■ **TEXTE**
Après l'échec des procédures au pénal et devant les prud'hommes, l'avocat de 200 anciens salariés d'Alstom à Belfort exposés à l'amiante pendant leur travail, attaque l'État devant le tribunal administratif de Besançon. La première audience a eu lieu le 28 septembre 2023.
Le combat aurait pu les épuiser, mais le besoin de reconnaissance semble plus fort que la lassitude. Depuis les années 90, des anciens salariés d'Alstom à Belfort et leurs familles ont engagé des poursuites judiciaires pour obtenir des indemnités à la suite de leur exposition à l'amiante dans le cadre de leur travail au sein de la multinationale, désormais spécialisée dans le transport ferroviaire.

■ **EXPLOITATION DU TEXTE**
- A) D'après le texte, à quelle date la première audience devant le tribunal administratif de Besançon a-t-elle eu lieu ?
- B) Recopiez à l'identique le passage du texte qui va de « Après l'échec des » jusqu'à « 28 septembre 2023. » inclus.

■ **DONNÉES RÉPERTORIÉES**
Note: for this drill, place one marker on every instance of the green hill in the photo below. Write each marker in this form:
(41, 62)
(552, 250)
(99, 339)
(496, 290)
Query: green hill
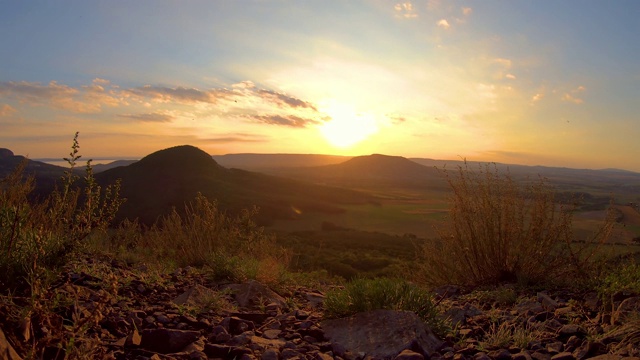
(171, 177)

■ **RÉPONSES ATTENDUES**
- A) Le 28 septembre 2023.

- B)
Après l'échec des procédures au pénal et devant les prud'hommes, l'avocat de 200 anciens salariés d'Alstom à Belfort exposés à l'amiante pendant leur travail, attaque l'État devant le tribunal administratif de Besançon. La première audience a eu lieu le 28 septembre 2023.